=== Section Start ===

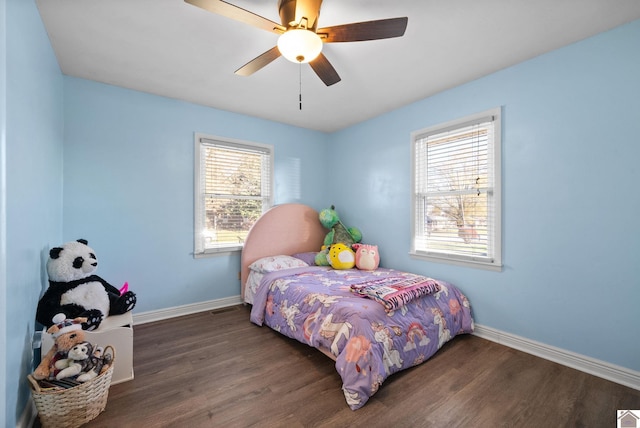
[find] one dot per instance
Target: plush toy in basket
(70, 387)
(76, 292)
(71, 356)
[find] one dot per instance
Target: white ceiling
(174, 49)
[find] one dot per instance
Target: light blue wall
(571, 231)
(128, 178)
(33, 172)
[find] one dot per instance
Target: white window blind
(456, 195)
(234, 183)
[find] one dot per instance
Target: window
(456, 196)
(233, 187)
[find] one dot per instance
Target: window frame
(199, 248)
(493, 261)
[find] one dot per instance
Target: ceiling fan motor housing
(300, 13)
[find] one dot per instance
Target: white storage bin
(114, 330)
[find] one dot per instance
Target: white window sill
(497, 267)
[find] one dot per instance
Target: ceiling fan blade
(361, 31)
(325, 70)
(239, 14)
(258, 62)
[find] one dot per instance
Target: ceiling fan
(300, 38)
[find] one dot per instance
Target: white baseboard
(617, 374)
(178, 311)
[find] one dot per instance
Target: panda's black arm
(110, 288)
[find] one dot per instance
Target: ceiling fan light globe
(299, 45)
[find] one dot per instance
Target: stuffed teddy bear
(78, 360)
(67, 333)
(82, 361)
(99, 363)
(367, 257)
(76, 292)
(338, 233)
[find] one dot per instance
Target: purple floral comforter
(316, 306)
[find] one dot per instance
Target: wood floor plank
(216, 369)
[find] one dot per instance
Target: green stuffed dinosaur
(338, 233)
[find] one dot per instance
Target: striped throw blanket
(395, 292)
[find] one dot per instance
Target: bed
(326, 308)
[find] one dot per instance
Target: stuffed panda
(74, 290)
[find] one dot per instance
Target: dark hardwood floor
(216, 369)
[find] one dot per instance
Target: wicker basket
(70, 408)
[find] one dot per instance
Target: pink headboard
(284, 229)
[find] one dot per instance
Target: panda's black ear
(54, 253)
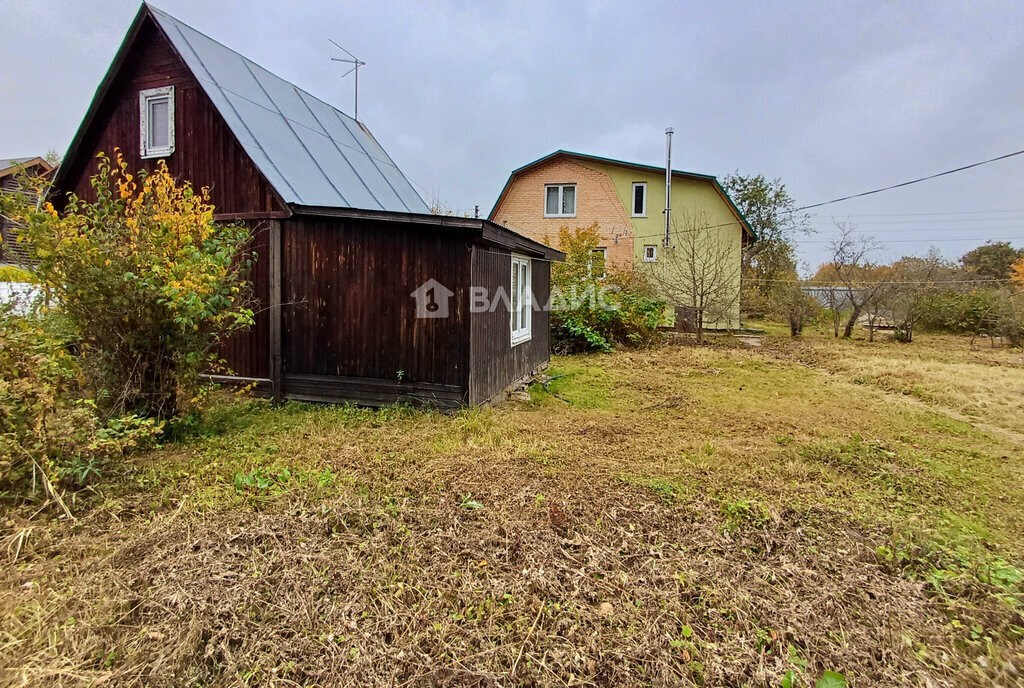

=== Section End ===

◆ **Problem statement**: Please return the listing above exactly and leave every picture out.

◆ **Reply**:
[find] one dot per instance
Target: plush toy in basket
(70, 387)
(76, 292)
(71, 356)
[find] one dot per instance
Target: white ceiling
(174, 49)
[find] one dot per instance
Target: light blue wall
(571, 231)
(128, 178)
(33, 172)
[find] one dot per instance
Target: white window blind
(456, 195)
(234, 183)
[find] one dot per instance
Target: window
(456, 196)
(233, 187)
[find] one dot per instance
Target: window frame
(199, 248)
(493, 261)
[find] one dot per instance
Target: ceiling fan motor housing
(300, 13)
[find] one dot per instance
Target: white storage bin
(114, 330)
[find] one dot per instance
Target: white window sill
(497, 267)
[find] one dot per instance
Target: ceiling fan blade
(361, 31)
(325, 70)
(239, 14)
(258, 62)
[find] one dot per instance
Target: ceiling fan
(300, 38)
[find] one dot per instance
Target: white baseboard
(617, 374)
(178, 311)
[find] one dot per instance
Target: panda's black arm
(110, 288)
[find] one dot per instance
Target: ceiling fan light globe
(299, 45)
[find] one dot per instance
Target: stuffed teddy bear
(78, 360)
(67, 333)
(82, 361)
(99, 363)
(367, 257)
(76, 292)
(338, 233)
[find] one dot per instance
Target: purple floral comforter
(316, 306)
[find] one dot per instance
Target: wood floor plank
(216, 369)
[find] one dot per instance
Target: green stuffed dinosaur
(338, 233)
[find] one dot per instance
Target: striped throw blanket
(395, 292)
[find] one dot per instance
Target: bed
(326, 308)
[find] one dot per instance
Target: stuffed panda
(74, 290)
[find] one dot per instance
Target: dark hardwood floor
(216, 369)
[find] one dot per instance
Target: wicker basket
(70, 408)
[find] one dot per instance
Target: pink headboard
(284, 229)
[find] one dot per instance
Target: panda's black ear
(54, 253)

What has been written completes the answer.